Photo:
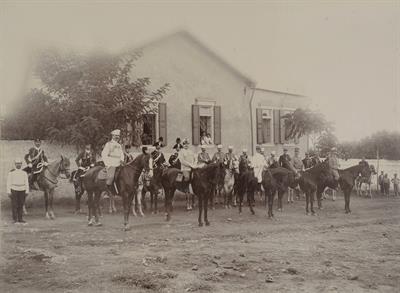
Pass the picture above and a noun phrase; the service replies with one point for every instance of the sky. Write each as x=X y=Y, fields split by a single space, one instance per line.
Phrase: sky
x=344 y=55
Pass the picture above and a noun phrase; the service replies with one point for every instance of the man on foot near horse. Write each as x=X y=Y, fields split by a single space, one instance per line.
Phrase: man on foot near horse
x=35 y=160
x=84 y=161
x=203 y=157
x=113 y=157
x=334 y=165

= = = =

Copy out every line of the listing above word for word, leaving out the pictures.

**Complete output:**
Photo:
Pass the picture above and a noun phrase; the service replies with one point for every instance of the sky. Write each as x=X y=Y, fields split by a single space, one instance per line.
Phrase: sky
x=344 y=55
Pass the picture above and a noun phrase; the service replies with one point for every instance of the man on foot near horse. Write each as x=X y=Y, fields split by a single space, one instance per line.
Phrase: man on foot near horse
x=35 y=160
x=84 y=161
x=203 y=157
x=113 y=157
x=334 y=165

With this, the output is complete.